(Challenges):
A. In the glossary of political terms, what one-word definition is given for ANARCHY?
B. Resume the glossary of political terms after its GOVERNMENT entry by adding the next definitions in the same style.

(Selection):
>> Begin
September 30, 2012 By: John Kindley Category: Uncategorized

Prompted by the example of Bad Quaker Dot Com and the suggestion of @landfillpoet, I present below a list of my own sometimes peculiar definitions of words commonly used on this site, which I intend to elaborate upon in the near future and occasionally revise:

AGORIST: One who participates in the underground economy and thereby undermines the State, whether or not he does so with the revolutionary goals of Agorism in mind.

ANARCH: “The anarchist is the antagonist of the monarch, whom he dreams of wiping out. He gets the man and consolidates the succession. The -ism suffix has a restrictive meaning; it emphasizes the will at the expense of the substance. . . . The positive counterpart of the anarchist is the anarch. The latter is not the adversary of the monarch, but his antipode, untouched by him though also dangerous. . . . After all, the monarch wants to rule many, nay, all people; the anarch, only himself.” (Ernst Juenger)

ANARCHY: ​Rulerlessness. See, e.g., John Hasnas, The Depoliticization of Law.

CAPITALISM: ​”That economic condition in which there is a class of capitalists, roughly recognizable and relatively small, in whose possession so much of the capital is concentrated as to necessitate a very large majority of the citizens serving those capitalists for a wage.” (G.K. Chesterton)

CONSERVATISM: “a habit of mind which does not generalize beyond the facts of the case in point. It considers those facts carefully, makes sure that as far as possible it has them all in hand, and the course of action which the balance of fact in that case indicates as necessary will be the one it follows; and the course indicated as unnecessary it not only will not follow, but will oppose without compromise or concession.” (Albert Jay Nock)

COMMUNALISM: “a theory or system of government in which virtually autonomous local communities are loosely bound in a federation.” (Murray Bookchin)

GOVERNMENT: The art and process of securing unalienable rights. Governing is therefore the antipode of politicking / law-making / legislating / ruling. Government is force, and therefore derives its powers from the consent of the governing rather than the governed. An equal right to land is among the unalienable rights with which all people are endowed, and therefore securing this right by means of a Single “Tax” on the unimproved value of land is a just power of government.
>> End
(Given material):
>> Begin
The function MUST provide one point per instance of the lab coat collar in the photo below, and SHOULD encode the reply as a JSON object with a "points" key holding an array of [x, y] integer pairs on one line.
>> End
(Responses per task):
A. Rulerlessness.

B.
JESUITE: One who adheres to the ethical and spiritual teachings of Jesus of Nazareth, but who does not profess to know or “believe” as Christians do that Jesus was the Christ or uniquely God Incarnate. Cf. Jesuism. See also William Law and Leo Tolstoy. However, like Thomas the Apostle, the Jesuite while skeptical is open to future revelations and correction, and so may be called a Doubting Thomist. The Jesuite like the Jesuit is partial to casuistry, though not to the moral laxity it has been reputed to excuse.

JUSTICE: ​The absence of crime. Vices are not crimes. “Crimes are those acts by which one man harms [and intends to harm] the person or property of another.” (Lysander Spooner) Punishments are objectively crimes and are only just insofar as they prevent or somehow undo crimes.

LEFT: ​”[T]he side of politics and economics that opposes the concentration of power and wealth and, instead, advocates and works toward the distribution of power into the maximum number of hands.” ​(Karl Hess)

LIBERTARIANISM: The limitation of governing to the necessary; implemented procedurally by the Presumption of Liberty, the Presumption of Innocence, and the Rule of Lenity.

RADICAL: Preferring a root-account of things. The antithesis of superficial. (Albert Jay Nock)

RIGHT: ​The side of politics and economics that supports the concentration of power. ​(Karl Hess)

STATE: “the name of the coldest of all cold monsters.” (Nietzsche, The New Idol) As war is the extension of politics by other means, the State is the continuation of conquest by other means. While government’s defining purpose is to secure unalienable rights, the State’s defining purpose is to violate them to benefit the ruler and/or the ruling class. In fact, the State is nothing more than a fraud perpetrated by the rulers to convince the ruled that the rulers have the right to rule. In fact, ruling is itself the greatest of crimes, and defines the State.